### Your assignment
After locating the line that contains "Please indicate the background", quote it and all lines after it through the end of the entries, and nothing more. Pictures stay out.

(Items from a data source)

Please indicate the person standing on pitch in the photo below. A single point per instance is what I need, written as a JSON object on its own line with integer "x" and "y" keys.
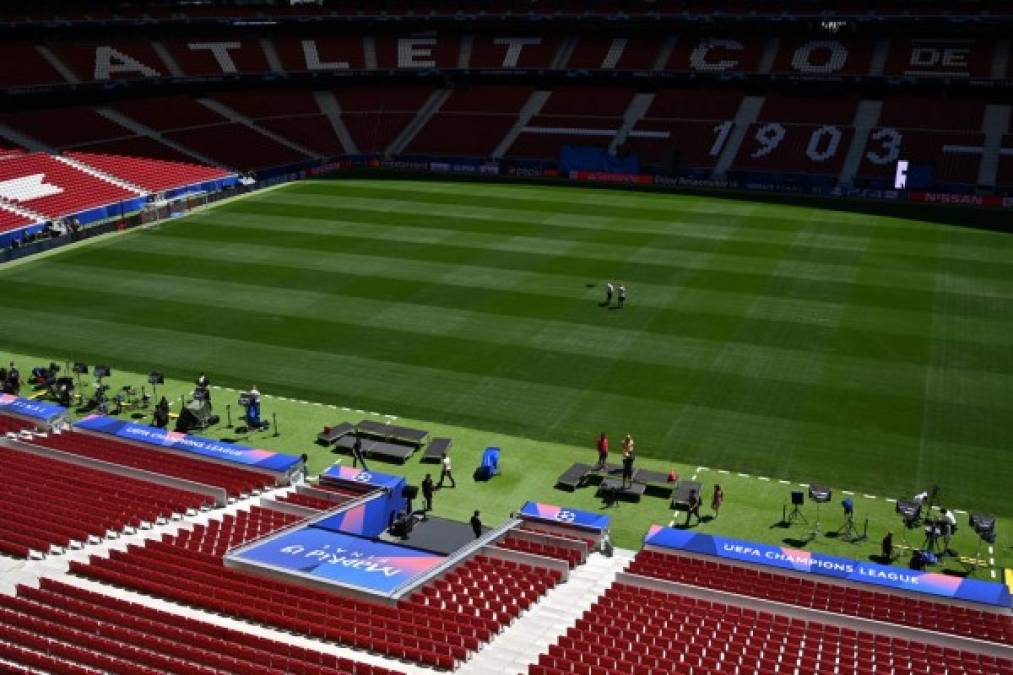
{"x": 717, "y": 500}
{"x": 358, "y": 455}
{"x": 603, "y": 450}
{"x": 693, "y": 508}
{"x": 427, "y": 489}
{"x": 628, "y": 460}
{"x": 446, "y": 472}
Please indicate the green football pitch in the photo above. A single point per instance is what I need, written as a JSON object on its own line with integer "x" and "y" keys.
{"x": 779, "y": 341}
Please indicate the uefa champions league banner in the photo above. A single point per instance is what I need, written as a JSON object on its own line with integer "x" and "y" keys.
{"x": 29, "y": 408}
{"x": 375, "y": 478}
{"x": 549, "y": 513}
{"x": 795, "y": 559}
{"x": 328, "y": 555}
{"x": 237, "y": 454}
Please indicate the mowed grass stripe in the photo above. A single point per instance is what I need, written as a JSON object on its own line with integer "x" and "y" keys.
{"x": 795, "y": 324}
{"x": 673, "y": 212}
{"x": 796, "y": 263}
{"x": 681, "y": 203}
{"x": 611, "y": 342}
{"x": 750, "y": 218}
{"x": 581, "y": 269}
{"x": 833, "y": 248}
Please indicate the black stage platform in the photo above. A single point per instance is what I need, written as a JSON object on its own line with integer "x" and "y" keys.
{"x": 644, "y": 480}
{"x": 613, "y": 489}
{"x": 437, "y": 535}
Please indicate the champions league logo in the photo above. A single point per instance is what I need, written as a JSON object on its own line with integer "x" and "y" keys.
{"x": 565, "y": 516}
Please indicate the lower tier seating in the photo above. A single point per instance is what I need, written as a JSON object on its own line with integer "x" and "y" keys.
{"x": 438, "y": 626}
{"x": 830, "y": 597}
{"x": 310, "y": 502}
{"x": 151, "y": 174}
{"x": 48, "y": 503}
{"x": 633, "y": 629}
{"x": 94, "y": 629}
{"x": 236, "y": 481}
{"x": 569, "y": 555}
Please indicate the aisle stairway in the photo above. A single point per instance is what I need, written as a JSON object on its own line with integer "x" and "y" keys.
{"x": 519, "y": 646}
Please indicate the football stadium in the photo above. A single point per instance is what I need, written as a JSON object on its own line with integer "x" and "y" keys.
{"x": 507, "y": 336}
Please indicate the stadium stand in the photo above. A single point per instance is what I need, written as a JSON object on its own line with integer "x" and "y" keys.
{"x": 848, "y": 600}
{"x": 635, "y": 629}
{"x": 151, "y": 174}
{"x": 96, "y": 629}
{"x": 438, "y": 625}
{"x": 236, "y": 481}
{"x": 49, "y": 503}
{"x": 50, "y": 186}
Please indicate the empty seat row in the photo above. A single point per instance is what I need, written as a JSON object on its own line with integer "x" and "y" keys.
{"x": 939, "y": 616}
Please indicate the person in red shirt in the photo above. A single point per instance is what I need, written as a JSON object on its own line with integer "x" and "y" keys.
{"x": 603, "y": 450}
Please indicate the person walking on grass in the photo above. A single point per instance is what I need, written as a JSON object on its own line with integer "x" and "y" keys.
{"x": 603, "y": 450}
{"x": 693, "y": 508}
{"x": 446, "y": 472}
{"x": 717, "y": 500}
{"x": 427, "y": 489}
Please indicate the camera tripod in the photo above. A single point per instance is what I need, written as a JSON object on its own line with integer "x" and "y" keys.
{"x": 796, "y": 514}
{"x": 848, "y": 532}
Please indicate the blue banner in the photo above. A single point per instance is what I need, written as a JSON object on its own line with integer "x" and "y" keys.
{"x": 29, "y": 408}
{"x": 929, "y": 583}
{"x": 206, "y": 447}
{"x": 369, "y": 519}
{"x": 375, "y": 478}
{"x": 550, "y": 513}
{"x": 328, "y": 555}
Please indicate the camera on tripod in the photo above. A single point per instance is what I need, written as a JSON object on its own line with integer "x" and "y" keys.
{"x": 985, "y": 525}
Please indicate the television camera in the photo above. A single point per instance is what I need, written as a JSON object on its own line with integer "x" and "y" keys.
{"x": 250, "y": 402}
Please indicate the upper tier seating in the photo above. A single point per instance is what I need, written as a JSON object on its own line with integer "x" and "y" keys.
{"x": 486, "y": 113}
{"x": 237, "y": 146}
{"x": 887, "y": 607}
{"x": 439, "y": 626}
{"x": 53, "y": 188}
{"x": 65, "y": 127}
{"x": 234, "y": 480}
{"x": 21, "y": 65}
{"x": 93, "y": 628}
{"x": 47, "y": 502}
{"x": 633, "y": 629}
{"x": 151, "y": 174}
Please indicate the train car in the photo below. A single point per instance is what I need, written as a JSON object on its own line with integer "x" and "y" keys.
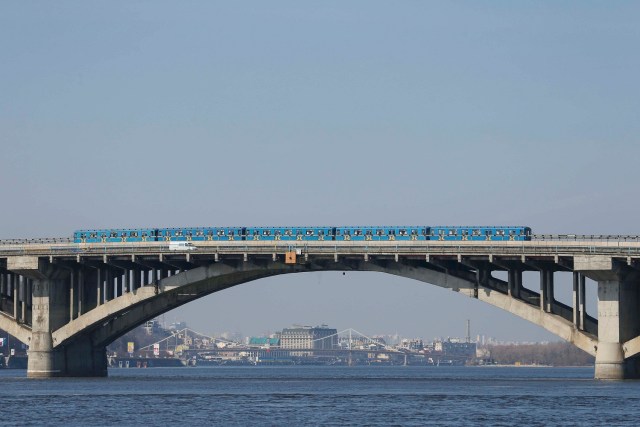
{"x": 117, "y": 235}
{"x": 229, "y": 233}
{"x": 186, "y": 234}
{"x": 499, "y": 233}
{"x": 312, "y": 233}
{"x": 381, "y": 233}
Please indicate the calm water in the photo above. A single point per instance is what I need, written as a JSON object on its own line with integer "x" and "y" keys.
{"x": 323, "y": 395}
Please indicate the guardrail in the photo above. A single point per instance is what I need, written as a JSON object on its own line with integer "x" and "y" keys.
{"x": 38, "y": 241}
{"x": 619, "y": 250}
{"x": 534, "y": 237}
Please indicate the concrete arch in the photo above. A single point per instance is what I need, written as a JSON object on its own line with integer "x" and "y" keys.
{"x": 18, "y": 330}
{"x": 111, "y": 320}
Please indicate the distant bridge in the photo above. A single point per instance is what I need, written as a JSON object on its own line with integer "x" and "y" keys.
{"x": 68, "y": 301}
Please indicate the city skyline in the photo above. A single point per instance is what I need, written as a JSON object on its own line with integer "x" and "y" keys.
{"x": 144, "y": 114}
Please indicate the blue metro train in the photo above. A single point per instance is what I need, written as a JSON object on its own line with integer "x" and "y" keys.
{"x": 351, "y": 233}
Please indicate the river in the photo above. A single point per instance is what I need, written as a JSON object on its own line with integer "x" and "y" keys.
{"x": 322, "y": 395}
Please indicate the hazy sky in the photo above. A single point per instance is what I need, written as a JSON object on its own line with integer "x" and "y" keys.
{"x": 150, "y": 113}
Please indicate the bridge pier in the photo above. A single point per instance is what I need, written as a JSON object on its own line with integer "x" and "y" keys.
{"x": 618, "y": 322}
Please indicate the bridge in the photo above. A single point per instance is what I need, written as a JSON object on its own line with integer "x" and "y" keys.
{"x": 68, "y": 301}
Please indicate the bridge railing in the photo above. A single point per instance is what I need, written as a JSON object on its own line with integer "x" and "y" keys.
{"x": 583, "y": 237}
{"x": 36, "y": 241}
{"x": 618, "y": 248}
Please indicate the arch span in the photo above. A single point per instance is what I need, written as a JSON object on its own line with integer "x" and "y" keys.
{"x": 18, "y": 330}
{"x": 111, "y": 320}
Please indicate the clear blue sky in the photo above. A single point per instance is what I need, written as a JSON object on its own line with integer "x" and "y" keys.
{"x": 149, "y": 113}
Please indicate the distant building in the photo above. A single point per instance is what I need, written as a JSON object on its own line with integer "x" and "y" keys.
{"x": 264, "y": 342}
{"x": 467, "y": 349}
{"x": 307, "y": 337}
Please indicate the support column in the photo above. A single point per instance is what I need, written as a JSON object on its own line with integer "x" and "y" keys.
{"x": 50, "y": 310}
{"x": 72, "y": 294}
{"x": 575, "y": 300}
{"x": 126, "y": 284}
{"x": 543, "y": 290}
{"x": 15, "y": 296}
{"x": 549, "y": 291}
{"x": 618, "y": 322}
{"x": 23, "y": 299}
{"x": 81, "y": 291}
{"x": 99, "y": 286}
{"x": 44, "y": 361}
{"x": 108, "y": 288}
{"x": 515, "y": 282}
{"x": 582, "y": 303}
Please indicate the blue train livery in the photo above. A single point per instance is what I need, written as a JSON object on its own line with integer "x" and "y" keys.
{"x": 499, "y": 233}
{"x": 326, "y": 233}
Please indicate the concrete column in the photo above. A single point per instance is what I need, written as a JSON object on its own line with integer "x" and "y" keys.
{"x": 23, "y": 299}
{"x": 108, "y": 289}
{"x": 126, "y": 281}
{"x": 48, "y": 299}
{"x": 15, "y": 296}
{"x": 575, "y": 302}
{"x": 515, "y": 282}
{"x": 618, "y": 322}
{"x": 81, "y": 291}
{"x": 543, "y": 290}
{"x": 99, "y": 286}
{"x": 549, "y": 292}
{"x": 72, "y": 295}
{"x": 582, "y": 303}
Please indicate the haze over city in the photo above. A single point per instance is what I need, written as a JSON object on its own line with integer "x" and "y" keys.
{"x": 332, "y": 113}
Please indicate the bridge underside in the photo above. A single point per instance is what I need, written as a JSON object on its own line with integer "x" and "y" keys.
{"x": 69, "y": 309}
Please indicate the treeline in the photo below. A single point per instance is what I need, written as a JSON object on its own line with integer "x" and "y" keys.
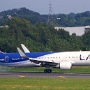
{"x": 39, "y": 37}
{"x": 72, "y": 19}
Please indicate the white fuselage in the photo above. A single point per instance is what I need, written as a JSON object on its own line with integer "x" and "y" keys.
{"x": 76, "y": 57}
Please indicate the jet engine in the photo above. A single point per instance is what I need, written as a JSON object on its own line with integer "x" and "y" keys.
{"x": 65, "y": 65}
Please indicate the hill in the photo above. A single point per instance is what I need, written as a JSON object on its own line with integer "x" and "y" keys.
{"x": 79, "y": 19}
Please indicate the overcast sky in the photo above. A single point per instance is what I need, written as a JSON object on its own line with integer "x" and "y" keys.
{"x": 42, "y": 6}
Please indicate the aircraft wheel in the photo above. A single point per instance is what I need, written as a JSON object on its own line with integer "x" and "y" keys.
{"x": 47, "y": 71}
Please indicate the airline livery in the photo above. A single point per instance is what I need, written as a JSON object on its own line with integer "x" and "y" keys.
{"x": 62, "y": 60}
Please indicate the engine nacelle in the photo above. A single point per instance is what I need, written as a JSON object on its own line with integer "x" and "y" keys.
{"x": 65, "y": 65}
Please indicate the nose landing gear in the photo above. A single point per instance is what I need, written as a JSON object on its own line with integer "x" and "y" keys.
{"x": 47, "y": 71}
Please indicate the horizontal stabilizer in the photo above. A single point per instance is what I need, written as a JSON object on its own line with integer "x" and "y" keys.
{"x": 25, "y": 49}
{"x": 21, "y": 53}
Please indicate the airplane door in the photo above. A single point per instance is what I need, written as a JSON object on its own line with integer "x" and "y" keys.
{"x": 6, "y": 59}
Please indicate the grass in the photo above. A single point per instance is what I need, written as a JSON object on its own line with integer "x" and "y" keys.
{"x": 24, "y": 83}
{"x": 75, "y": 69}
{"x": 44, "y": 84}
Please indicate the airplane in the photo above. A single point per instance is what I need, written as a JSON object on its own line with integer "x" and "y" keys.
{"x": 15, "y": 60}
{"x": 61, "y": 60}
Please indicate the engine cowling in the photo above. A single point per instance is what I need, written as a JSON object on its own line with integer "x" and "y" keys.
{"x": 65, "y": 65}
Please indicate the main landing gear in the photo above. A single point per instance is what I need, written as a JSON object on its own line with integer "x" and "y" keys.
{"x": 47, "y": 71}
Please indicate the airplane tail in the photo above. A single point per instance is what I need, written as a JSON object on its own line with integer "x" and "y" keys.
{"x": 25, "y": 48}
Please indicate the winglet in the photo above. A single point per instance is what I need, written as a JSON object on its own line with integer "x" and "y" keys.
{"x": 25, "y": 48}
{"x": 21, "y": 53}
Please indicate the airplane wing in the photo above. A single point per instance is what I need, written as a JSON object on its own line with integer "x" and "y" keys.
{"x": 25, "y": 49}
{"x": 35, "y": 60}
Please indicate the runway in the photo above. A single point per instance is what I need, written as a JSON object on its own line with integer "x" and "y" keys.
{"x": 41, "y": 75}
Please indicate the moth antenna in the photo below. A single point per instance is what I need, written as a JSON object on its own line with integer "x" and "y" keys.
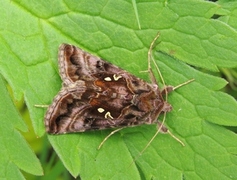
{"x": 41, "y": 106}
{"x": 107, "y": 137}
{"x": 154, "y": 136}
{"x": 150, "y": 58}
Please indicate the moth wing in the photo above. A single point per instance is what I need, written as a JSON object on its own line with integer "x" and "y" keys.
{"x": 98, "y": 95}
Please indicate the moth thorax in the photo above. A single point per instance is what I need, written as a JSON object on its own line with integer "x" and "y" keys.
{"x": 166, "y": 107}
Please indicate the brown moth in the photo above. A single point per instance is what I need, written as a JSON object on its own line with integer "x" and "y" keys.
{"x": 99, "y": 95}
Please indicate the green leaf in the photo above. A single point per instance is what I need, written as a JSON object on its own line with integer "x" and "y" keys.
{"x": 121, "y": 32}
{"x": 15, "y": 152}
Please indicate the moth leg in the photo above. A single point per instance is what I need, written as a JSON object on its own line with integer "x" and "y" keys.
{"x": 107, "y": 137}
{"x": 41, "y": 106}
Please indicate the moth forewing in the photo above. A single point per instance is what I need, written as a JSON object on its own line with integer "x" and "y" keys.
{"x": 99, "y": 95}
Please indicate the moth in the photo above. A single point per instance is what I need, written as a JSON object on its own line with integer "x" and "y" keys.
{"x": 98, "y": 95}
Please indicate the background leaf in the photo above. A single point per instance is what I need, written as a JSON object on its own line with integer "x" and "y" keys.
{"x": 15, "y": 153}
{"x": 200, "y": 33}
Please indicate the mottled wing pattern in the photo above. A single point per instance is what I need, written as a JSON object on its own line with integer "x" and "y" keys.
{"x": 98, "y": 95}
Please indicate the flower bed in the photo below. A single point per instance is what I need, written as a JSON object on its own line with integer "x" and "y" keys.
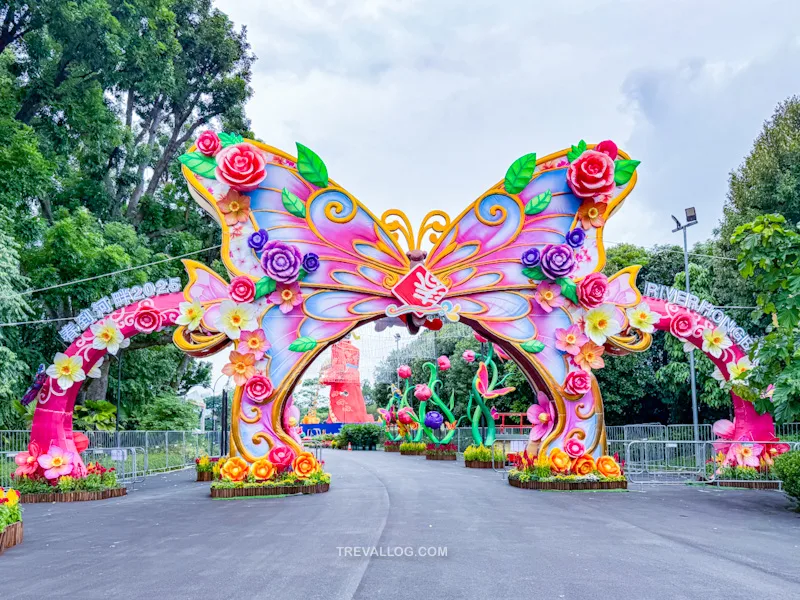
{"x": 280, "y": 473}
{"x": 204, "y": 466}
{"x": 54, "y": 476}
{"x": 441, "y": 451}
{"x": 412, "y": 448}
{"x": 390, "y": 446}
{"x": 10, "y": 519}
{"x": 570, "y": 470}
{"x": 480, "y": 457}
{"x": 569, "y": 485}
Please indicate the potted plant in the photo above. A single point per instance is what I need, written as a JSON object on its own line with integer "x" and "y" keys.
{"x": 441, "y": 451}
{"x": 10, "y": 519}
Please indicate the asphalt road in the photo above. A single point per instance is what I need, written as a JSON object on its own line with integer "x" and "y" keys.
{"x": 168, "y": 539}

### Written answer
Please indicate the background leaf in the photo above. A single point per instance is what I need, written as a JSON object on its own line with integer "x" and "y" keys.
{"x": 15, "y": 153}
{"x": 200, "y": 33}
Please indicate the mottled wing pattern in the photo above. A single point per instance is what I need, written as a JSON object on its own line with integer "x" and "y" keys.
{"x": 98, "y": 95}
Please indicate the flower bed in the photo below. A single point per instance is what I need, written as a JSON object on its own line with integer "x" and "y" keys.
{"x": 280, "y": 473}
{"x": 204, "y": 466}
{"x": 54, "y": 476}
{"x": 441, "y": 451}
{"x": 412, "y": 448}
{"x": 390, "y": 446}
{"x": 10, "y": 519}
{"x": 570, "y": 470}
{"x": 480, "y": 457}
{"x": 569, "y": 485}
Please indicate the potted plant in the photo above. A single point per instance is what I need, written as a JSON object on its own line with integer "x" and "y" keys.
{"x": 441, "y": 451}
{"x": 10, "y": 519}
Please indicate the asphalt road in the photo above. A single point per instance is what I need, written as a JSON object on its own line with integer "x" and "y" keys.
{"x": 168, "y": 539}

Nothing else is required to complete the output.